Stated goal 1 -
Could you arrange every line of the listing of labeled points below as a JSON list of strings, one string per line, with blank lines and the picture left out?

Text excerpt -
[BEGIN]

Winners & Losers in Disaster: Socio-economic Exploitation in Fukushima Nuclear Power Plant
 
 

An essay on

Fukushima Genpatsu no Yami:
genpatsu shitauke rōdōsha no genjitsu
[The Darkness of Fukushima Nuclear Power Plant:
The reality of nuclear subcontract workers]

Dijia Chen, Bryn Mawr College, Class of 2016

Disaster is viewed as mass destruction and profound loss in a general visualization, but historically, different people have had different experiences in disaster. In most cases, it is the socially weak who suffer more severely or are exploited during rebuilding efforts, such as the devastation of historic Black neighborhoods on low land in Katrina and the displacement of the working poor after the razing of public housing in its aftermath (Walker, 2010, p.94-97). The 2011 Fukushima Nuclear Crisis is no exception. As strong anti-nuclear sentiments spread in the society, the 1979 exposé written by freelance writer Horie Kunio and illustrated by the renowned horror manga artist Mizuki Shigeru was republished into a book called Fukushima genpatsu no yami: genpatsu shitauke rōdōsha no genjitsu [The Darkness of Fukushima Nuclear Power Plant: The reality of nuclear subcontract workers]. Combining graphic details of Horie's experiences working undercover in the Fukushima nuclear power plant and visceral illustrations by Mizuki, the book exposes the dark secret of the nuclear industry - that for over 30 years, it has been sustained through sacrifices by the socially weak.

In the book, Horie gives appalling revelations inside the Fukushima nuclear power plant chapter by chapter, but the most dismaying example of the exploitation of the subcontract workers appears in the last few passages of the book. After he suffers a serious injury but is stopped from filing a report, Horie starts an investigation on the concealment of casualties at nuclear plants. Distraught by answers confirming the fact, he recalls an image from his memory: "Tower... a tower... I think I saw in Fukushima... the tower I would always see while on the bus heading to the plant... yes, the one tower standing proudly inside TEPCO's Fukushima Daiichi Nuclear Power Plant. It was carved with the words 'No Disaster - 1,500,000 Hours Achievement Memorial." (2011, p.80).

[END]

Provided records -
[BEGIN]

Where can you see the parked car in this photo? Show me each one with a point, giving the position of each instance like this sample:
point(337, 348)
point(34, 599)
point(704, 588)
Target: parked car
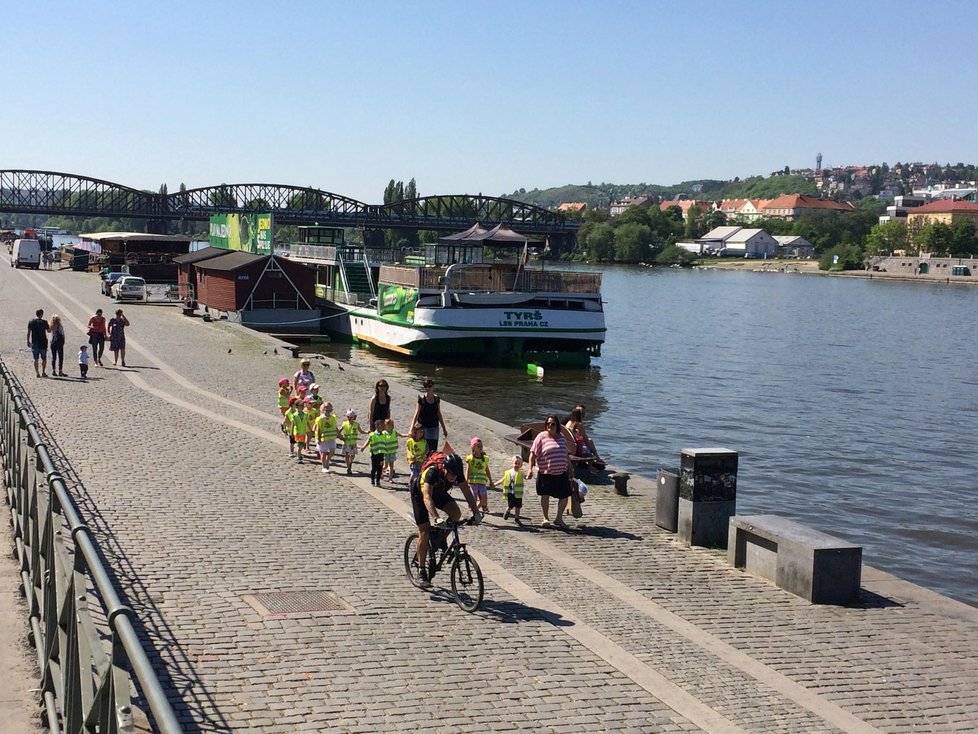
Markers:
point(129, 287)
point(26, 254)
point(108, 281)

[END]

Stated goal 2 -
Which people does the essay on the Fukushima nuclear plant book name?

Task answer 1 -
[
  "Where can you see the parked car in this photo? Show me each one with a point, giving the position of each instance like this sample:",
  "point(337, 348)",
  "point(34, 599)",
  "point(704, 588)",
  "Target: parked car",
  "Markers:",
  "point(129, 287)",
  "point(26, 254)",
  "point(108, 281)"
]

Task answer 2 -
- Dijia Chen
- Walker
- Horie Kunio
- Mizuki Shigeru